Restate the following data in its entirety, word for word and without images.

Stored entries:
* * *
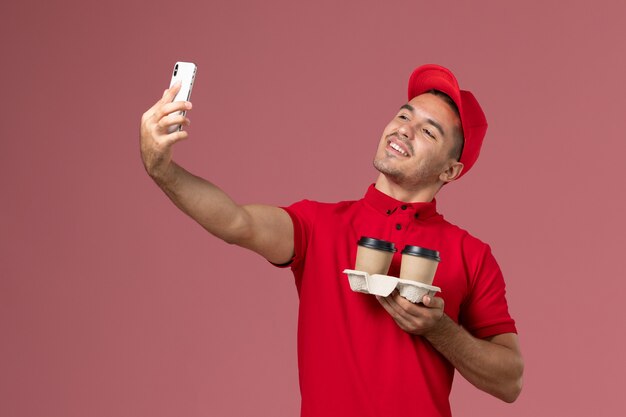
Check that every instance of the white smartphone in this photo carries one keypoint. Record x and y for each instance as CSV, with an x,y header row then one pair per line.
x,y
186,73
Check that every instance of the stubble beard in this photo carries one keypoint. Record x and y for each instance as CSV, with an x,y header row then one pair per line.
x,y
422,176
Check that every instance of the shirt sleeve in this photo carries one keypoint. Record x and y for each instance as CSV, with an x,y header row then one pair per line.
x,y
303,214
485,311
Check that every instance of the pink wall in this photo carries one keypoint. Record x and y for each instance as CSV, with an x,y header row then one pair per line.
x,y
112,303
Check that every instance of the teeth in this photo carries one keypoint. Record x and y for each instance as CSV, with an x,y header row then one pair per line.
x,y
398,148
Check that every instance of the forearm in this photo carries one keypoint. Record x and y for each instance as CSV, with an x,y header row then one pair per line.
x,y
491,367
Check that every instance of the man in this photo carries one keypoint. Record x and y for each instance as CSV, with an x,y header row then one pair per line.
x,y
361,355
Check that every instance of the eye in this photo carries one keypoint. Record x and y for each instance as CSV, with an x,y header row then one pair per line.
x,y
429,133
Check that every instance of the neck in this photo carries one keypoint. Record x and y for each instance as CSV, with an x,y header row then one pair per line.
x,y
401,193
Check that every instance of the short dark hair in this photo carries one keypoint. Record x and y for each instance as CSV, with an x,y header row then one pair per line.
x,y
457,147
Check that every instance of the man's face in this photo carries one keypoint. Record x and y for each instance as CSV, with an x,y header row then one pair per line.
x,y
416,145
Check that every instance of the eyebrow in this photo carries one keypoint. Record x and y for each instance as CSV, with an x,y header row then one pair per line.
x,y
428,119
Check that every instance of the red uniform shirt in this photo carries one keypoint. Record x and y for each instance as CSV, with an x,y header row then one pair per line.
x,y
353,358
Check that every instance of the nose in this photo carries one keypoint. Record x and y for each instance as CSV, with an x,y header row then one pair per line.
x,y
405,130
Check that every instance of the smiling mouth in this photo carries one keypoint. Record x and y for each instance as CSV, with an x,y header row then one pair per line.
* * *
### Task output
Check that every instance of the white smartphone in this photo carries one keypoint. Record x and y for each instance as CSV, with an x,y header row then one pair per line.
x,y
186,73
Check that every instance of the stubble beard in this photo carries one keypoint. Record x and y for each instance as CSV, with an x,y header row then one pair per line.
x,y
422,176
Check that every instance of the shirt sleeve in this photo carries one keypoint. Record x and y for each instance as CSV, with an x,y header row then one pair per line.
x,y
303,214
485,311
Check that every instance of the pink wall in this photo carries one keypoint. Record x and y for each instance as CSV, with an x,y header row then one pair per line.
x,y
112,303
Check that every instance of the teeth in this photo carries one keypoint. Record x and y for each instance as CSV, with an x,y header row then one pair per line.
x,y
398,148
Check that every instance of the forearm in this photo carries one keypoint. Record x and y for each instance as CSV, with an x,y header row then one pair per line.
x,y
491,367
Check that every instance of the man in this photo carries one keypoint. Record x and y for each instance as CSV, with an x,y header row then one pair per line.
x,y
361,355
Check that every instance of the eye in this photo carries one keypoint. Record x and y for each instance as CSV, with an x,y header row then one pair per line.
x,y
429,133
Check that every instance of the neck in this photo carries one keypoint. Record x and y for each instance as CSV, with an x,y header row then one pair per line.
x,y
401,193
Check that every instance of the short dark hair in this photo carries one keypoint. Record x and y for each instance as CSV, with an x,y header row then one pair per line.
x,y
457,147
Check that every instance of the man's face in this photo carries one keypoint. Record x and y for each instance as CSV, with an x,y header row then one pair per line.
x,y
416,145
Check that every instance of the eyebrow in this photo carries one keypoint. Record x and y for each instance as CSV, with an x,y header row then one pair per line.
x,y
428,119
Check that every instance of the red uniform shirt in this photo carries one keypoint. Record x and y for each instance as CSV, with an x,y header row then one pair per line.
x,y
353,358
Check that every instance of the nose in this photo carries one keypoint. Record x and y for each instance as CSV, with an x,y header row then one pair per line.
x,y
405,130
Check that every instance of the smiling mouth in this photo carries one keypoint. Record x and y for each instance as CSV, with an x,y header row then one pair per line.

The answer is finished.